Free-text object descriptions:
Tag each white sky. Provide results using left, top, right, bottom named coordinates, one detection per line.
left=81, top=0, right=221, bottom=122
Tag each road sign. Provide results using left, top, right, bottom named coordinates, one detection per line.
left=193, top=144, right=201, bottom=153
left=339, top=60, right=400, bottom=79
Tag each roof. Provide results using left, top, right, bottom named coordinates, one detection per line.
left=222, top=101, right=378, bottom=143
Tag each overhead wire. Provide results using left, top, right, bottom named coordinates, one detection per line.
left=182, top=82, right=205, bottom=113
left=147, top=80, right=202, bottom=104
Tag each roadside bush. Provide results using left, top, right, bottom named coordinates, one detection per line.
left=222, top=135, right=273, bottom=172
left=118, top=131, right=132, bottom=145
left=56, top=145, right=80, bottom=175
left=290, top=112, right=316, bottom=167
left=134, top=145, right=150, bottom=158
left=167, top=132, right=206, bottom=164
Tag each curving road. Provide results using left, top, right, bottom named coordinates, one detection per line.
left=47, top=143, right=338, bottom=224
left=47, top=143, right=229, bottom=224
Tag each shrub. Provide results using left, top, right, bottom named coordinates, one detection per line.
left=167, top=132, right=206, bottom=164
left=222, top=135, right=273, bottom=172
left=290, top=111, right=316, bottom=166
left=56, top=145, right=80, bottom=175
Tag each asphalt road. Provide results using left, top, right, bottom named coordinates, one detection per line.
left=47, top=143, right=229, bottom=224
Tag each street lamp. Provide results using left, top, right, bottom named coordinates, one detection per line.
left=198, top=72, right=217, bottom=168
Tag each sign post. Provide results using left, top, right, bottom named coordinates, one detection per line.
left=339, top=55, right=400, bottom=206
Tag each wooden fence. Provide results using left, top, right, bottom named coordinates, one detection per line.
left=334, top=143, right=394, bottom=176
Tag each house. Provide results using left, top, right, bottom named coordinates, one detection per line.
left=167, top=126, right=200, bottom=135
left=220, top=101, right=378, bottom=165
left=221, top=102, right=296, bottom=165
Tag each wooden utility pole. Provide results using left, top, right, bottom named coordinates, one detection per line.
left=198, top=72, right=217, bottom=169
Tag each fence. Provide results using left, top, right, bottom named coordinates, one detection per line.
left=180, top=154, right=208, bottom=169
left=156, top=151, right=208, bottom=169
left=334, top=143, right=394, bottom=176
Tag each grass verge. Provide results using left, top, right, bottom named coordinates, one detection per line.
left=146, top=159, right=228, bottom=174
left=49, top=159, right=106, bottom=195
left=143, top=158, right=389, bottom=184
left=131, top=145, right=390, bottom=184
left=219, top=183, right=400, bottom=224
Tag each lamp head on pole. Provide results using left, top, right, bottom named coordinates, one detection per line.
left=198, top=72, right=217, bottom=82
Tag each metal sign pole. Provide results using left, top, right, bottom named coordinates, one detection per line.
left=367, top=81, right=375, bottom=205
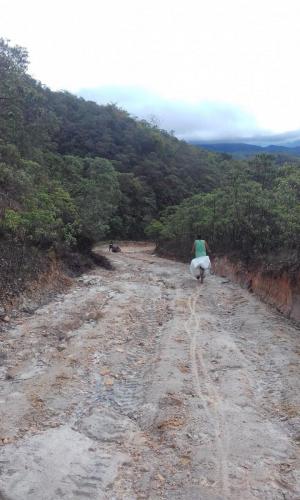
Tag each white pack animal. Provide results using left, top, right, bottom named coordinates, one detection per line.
left=190, top=255, right=211, bottom=280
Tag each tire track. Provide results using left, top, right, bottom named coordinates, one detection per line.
left=184, top=291, right=230, bottom=498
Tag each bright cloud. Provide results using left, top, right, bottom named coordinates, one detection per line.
left=1, top=0, right=300, bottom=140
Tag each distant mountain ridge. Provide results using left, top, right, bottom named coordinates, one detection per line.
left=191, top=142, right=300, bottom=157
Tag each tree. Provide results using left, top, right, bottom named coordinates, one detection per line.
left=74, top=158, right=120, bottom=244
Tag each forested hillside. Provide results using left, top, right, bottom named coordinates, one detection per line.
left=191, top=141, right=300, bottom=158
left=0, top=39, right=222, bottom=247
left=0, top=39, right=299, bottom=302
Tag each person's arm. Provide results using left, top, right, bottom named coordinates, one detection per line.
left=191, top=241, right=195, bottom=254
left=205, top=240, right=211, bottom=254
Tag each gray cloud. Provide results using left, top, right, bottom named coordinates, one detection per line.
left=78, top=86, right=300, bottom=145
left=239, top=130, right=300, bottom=147
left=78, top=86, right=258, bottom=139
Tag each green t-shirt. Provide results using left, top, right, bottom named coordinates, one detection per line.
left=195, top=239, right=206, bottom=257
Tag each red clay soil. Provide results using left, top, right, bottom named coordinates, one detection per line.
left=213, top=256, right=300, bottom=322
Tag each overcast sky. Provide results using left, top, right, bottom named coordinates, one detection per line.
left=1, top=0, right=300, bottom=143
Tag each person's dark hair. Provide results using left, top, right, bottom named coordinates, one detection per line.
left=197, top=234, right=202, bottom=240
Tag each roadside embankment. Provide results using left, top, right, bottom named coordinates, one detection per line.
left=0, top=241, right=112, bottom=317
left=213, top=256, right=300, bottom=322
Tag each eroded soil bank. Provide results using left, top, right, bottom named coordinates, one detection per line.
left=0, top=243, right=110, bottom=318
left=213, top=257, right=300, bottom=323
left=0, top=243, right=299, bottom=499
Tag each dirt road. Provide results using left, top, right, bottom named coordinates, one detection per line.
left=0, top=244, right=299, bottom=499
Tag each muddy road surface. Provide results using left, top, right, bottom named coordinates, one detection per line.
left=0, top=243, right=299, bottom=499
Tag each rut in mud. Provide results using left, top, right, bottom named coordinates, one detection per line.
left=0, top=243, right=299, bottom=500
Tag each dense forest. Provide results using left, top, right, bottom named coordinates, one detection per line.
left=149, top=155, right=300, bottom=263
left=0, top=38, right=299, bottom=299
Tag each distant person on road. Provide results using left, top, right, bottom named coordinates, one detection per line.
left=192, top=235, right=210, bottom=258
left=109, top=241, right=121, bottom=253
left=191, top=235, right=210, bottom=283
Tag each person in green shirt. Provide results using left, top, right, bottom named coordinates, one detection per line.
left=191, top=235, right=210, bottom=283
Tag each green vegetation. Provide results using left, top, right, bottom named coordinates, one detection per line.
left=0, top=39, right=223, bottom=252
left=0, top=38, right=299, bottom=286
left=152, top=155, right=300, bottom=262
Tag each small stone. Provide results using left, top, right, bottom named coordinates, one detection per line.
left=2, top=316, right=10, bottom=323
left=22, top=306, right=36, bottom=314
left=100, top=367, right=110, bottom=376
left=104, top=377, right=114, bottom=387
left=57, top=345, right=66, bottom=351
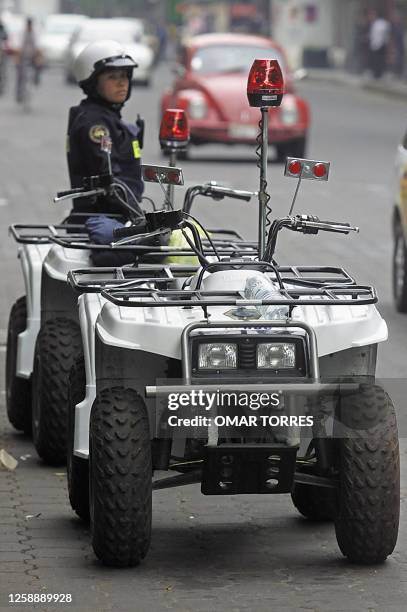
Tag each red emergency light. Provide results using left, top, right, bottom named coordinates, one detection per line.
left=287, top=159, right=302, bottom=176
left=159, top=109, right=190, bottom=150
left=285, top=158, right=330, bottom=181
left=313, top=163, right=327, bottom=178
left=247, top=59, right=284, bottom=107
left=142, top=164, right=184, bottom=185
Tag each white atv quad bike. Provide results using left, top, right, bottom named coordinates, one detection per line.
left=6, top=215, right=95, bottom=437
left=5, top=164, right=153, bottom=459
left=4, top=111, right=163, bottom=443
left=67, top=58, right=399, bottom=569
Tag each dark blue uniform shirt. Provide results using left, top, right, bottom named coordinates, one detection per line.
left=67, top=98, right=144, bottom=215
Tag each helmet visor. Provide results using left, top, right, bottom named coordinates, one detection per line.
left=94, top=54, right=138, bottom=73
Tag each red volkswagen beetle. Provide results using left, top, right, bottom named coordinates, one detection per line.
left=161, top=33, right=310, bottom=159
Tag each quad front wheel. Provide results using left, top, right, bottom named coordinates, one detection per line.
left=89, top=387, right=152, bottom=567
left=32, top=318, right=82, bottom=465
left=334, top=384, right=400, bottom=564
left=6, top=296, right=32, bottom=433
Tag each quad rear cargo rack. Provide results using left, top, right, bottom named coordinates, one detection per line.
left=9, top=223, right=258, bottom=257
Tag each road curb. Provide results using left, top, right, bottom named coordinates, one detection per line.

• [Task requirements]
Every line above should be transcribed exactly, though no image should be carried over.

• [Result below]
Tag each white sky. Provide results using left, top, right, bottom named coordinates, one detection per line.
left=81, top=0, right=221, bottom=122
Tag each road sign. Provide results using left, top, right, bottom named coordinates, one detection per line.
left=193, top=144, right=201, bottom=153
left=339, top=60, right=400, bottom=79
Tag each roof. Provide results using left, top, right, bottom named coordinates, one detection per line.
left=222, top=101, right=378, bottom=143
Tag each overhead wire. Provide results using left, top, right, bottom named coordinates, one detection per line.
left=182, top=82, right=205, bottom=113
left=147, top=80, right=202, bottom=104
Tag each roadside bush. Provide results using left, top, right, bottom named coordinates, one detection per line.
left=222, top=135, right=273, bottom=172
left=118, top=131, right=132, bottom=145
left=56, top=145, right=80, bottom=175
left=290, top=112, right=316, bottom=167
left=134, top=145, right=150, bottom=158
left=167, top=132, right=206, bottom=164
Tag each curving road. Provide results using left, top, right, bottom named coordinates, one detection per line.
left=47, top=143, right=338, bottom=224
left=47, top=143, right=229, bottom=224
Tag each shrub. Provide results using left, top, right, bottom named coordinates, one detection per line.
left=167, top=132, right=206, bottom=164
left=222, top=135, right=273, bottom=172
left=290, top=111, right=316, bottom=166
left=56, top=145, right=80, bottom=175
Tag each asphalt road. Provide results using left, top, right, bottom named coordinates, one detection per line.
left=47, top=143, right=229, bottom=224
Tag each street lamp. Provide results using left, top, right, bottom named coordinates, one detection per line.
left=198, top=72, right=217, bottom=168
Tag each sign post. Provide results using left, top, right, bottom named coordinates, one detection per line.
left=339, top=55, right=400, bottom=206
Tag each wooden fence. Provide results using left, top, right, bottom named coordinates, one detection per line.
left=334, top=143, right=394, bottom=176
Tag each house. Provide results using left, top, right, bottom named coordinates, one detection per line.
left=167, top=126, right=200, bottom=135
left=220, top=101, right=378, bottom=165
left=221, top=102, right=296, bottom=165
Tag each wooden utility pole. Provide results using left, top, right, bottom named coordinates, one detection per line.
left=198, top=72, right=217, bottom=169
Tag each fence. Provide results using left, top, right, bottom named coordinates, one detection per line.
left=180, top=154, right=208, bottom=169
left=156, top=151, right=208, bottom=169
left=334, top=143, right=394, bottom=176
Tag each grass verge. Provide results using left, top, right, bottom named coordinates, one detection per line.
left=146, top=159, right=228, bottom=174
left=49, top=159, right=106, bottom=195
left=143, top=158, right=389, bottom=184
left=131, top=145, right=390, bottom=184
left=219, top=183, right=400, bottom=224
Tag each lamp head on pole. Provide results using left, top, right, bottom named coordinates, one detection per line.
left=198, top=72, right=217, bottom=82
Tag each metal sign pole. Provide results using left, top, right, bottom named coordinates, one detection per line.
left=367, top=81, right=375, bottom=205
Tag each white pack animal. Provide results using left, top, right, bottom named coordinates, one detection per line.
left=190, top=255, right=211, bottom=280
Tag each tire track. Provide results using left, top, right, bottom named coordinates, one detection per line.
left=184, top=291, right=230, bottom=498
Tag each bright cloud. Provide results using left, top, right, bottom named coordinates, one detection per line.
left=1, top=0, right=300, bottom=140
Tag each distant mountain ridge. Provide results using left, top, right, bottom named coordinates, one detection per line.
left=191, top=142, right=300, bottom=157
Tag each tree. Provide results using left, top, right, bottom named coordinates, one detection per line.
left=74, top=158, right=120, bottom=244
Tag each forested hillside. Provide results using left, top, right, bottom named coordinates, one detection per line.
left=191, top=141, right=300, bottom=158
left=0, top=39, right=222, bottom=247
left=0, top=39, right=299, bottom=302
Tag each person's arm. Provide results using left, top, right, bottom named coordinates, one detection per line.
left=191, top=241, right=195, bottom=254
left=205, top=240, right=211, bottom=254
Tag each gray cloud. Provide results using left, top, right, bottom named coordinates, one detection per line.
left=78, top=86, right=300, bottom=145
left=239, top=130, right=300, bottom=147
left=78, top=86, right=258, bottom=139
Tag each green t-shirt. Provide results using left, top, right, bottom named coordinates, one detection per line.
left=195, top=239, right=206, bottom=257
Tag each red clay soil. Provide results using left, top, right, bottom named coordinates, one detection per line.
left=213, top=256, right=300, bottom=322
Tag each overcast sky. Provide results using left, top, right, bottom named coordinates, one detection per line.
left=1, top=0, right=300, bottom=143
Tag each person's dark hair. Provide results using left, top, right, bottom named coordinates, one detection per line.
left=197, top=234, right=202, bottom=240
Tag each roadside embankment. Provide results using left, top, right, bottom named coordinates, one detection per line.
left=0, top=241, right=112, bottom=317
left=213, top=256, right=300, bottom=322
Tag each eroded soil bank. Provide results using left, top, right, bottom named coordinates, one detection per line.
left=0, top=243, right=110, bottom=318
left=213, top=257, right=300, bottom=323
left=0, top=243, right=299, bottom=499
Tag each dirt road. Provide results using left, top, right, bottom named coordinates, one detection per line.
left=0, top=244, right=299, bottom=499
Tag each muddy road surface. Provide results using left, top, right, bottom named coordinates, one detection per line.
left=0, top=243, right=299, bottom=499
Tag each rut in mud. Provide results using left, top, right, bottom named coordinates, one detection per line.
left=0, top=243, right=299, bottom=500
Tag each dense forest. Provide results using left, top, right, bottom named coordinates, one detection per line.
left=149, top=155, right=300, bottom=263
left=0, top=38, right=299, bottom=299
Tag each distant person on road. Provide results using left, top, right, bottom named coordinates, one detection per line.
left=192, top=235, right=210, bottom=258
left=109, top=241, right=121, bottom=253
left=191, top=235, right=210, bottom=283
Tag each person in green shirt. Provide results using left, top, right, bottom named coordinates, one detection per line.
left=191, top=235, right=210, bottom=283
Tag each green vegetation. Provide results using left, top, right, bottom named coordinates, one detection per line.
left=0, top=39, right=223, bottom=252
left=0, top=38, right=299, bottom=286
left=152, top=155, right=300, bottom=262
Tag each small stone. Provide results using left, top, right, bottom named coordinates, one detection per line.
left=2, top=316, right=10, bottom=323
left=22, top=306, right=36, bottom=314
left=100, top=367, right=110, bottom=376
left=104, top=377, right=114, bottom=387
left=57, top=345, right=66, bottom=351
Tag each red emergency light. Provide results using left, top, right, bottom named coordinates, one detection per line.
left=287, top=159, right=302, bottom=176
left=159, top=109, right=190, bottom=150
left=285, top=158, right=330, bottom=181
left=313, top=163, right=327, bottom=178
left=247, top=59, right=284, bottom=107
left=142, top=164, right=184, bottom=185
Tag each white atv quad bike. Provide results using left, top, right, bottom named coordinates, one detection per line.
left=6, top=215, right=95, bottom=437
left=5, top=164, right=153, bottom=459
left=4, top=111, right=163, bottom=443
left=67, top=58, right=399, bottom=569
Tag each dark blue uniform shirt. Provide results using left, top, right, bottom named coordinates, one detection per line.
left=67, top=98, right=144, bottom=215
Tag each helmet visor. Provide results using left, top, right, bottom named coordinates, one detection per line.
left=94, top=54, right=138, bottom=73
Tag each red volkswagen beetle. Provide results using left, top, right, bottom named coordinates, one detection per line.
left=161, top=33, right=310, bottom=159
Tag each quad front wheel. Provide results using left, top, right, bottom named coordinates, one detection per line.
left=89, top=387, right=152, bottom=567
left=32, top=318, right=82, bottom=465
left=334, top=384, right=400, bottom=564
left=6, top=296, right=32, bottom=433
Tag each quad rear cargo rack. Provide results using left, top, right, bottom named coordinates, one detection per line.
left=9, top=223, right=258, bottom=257
Tag each road curb. Provide results using left, top, right, bottom named coordinates, one detection per line.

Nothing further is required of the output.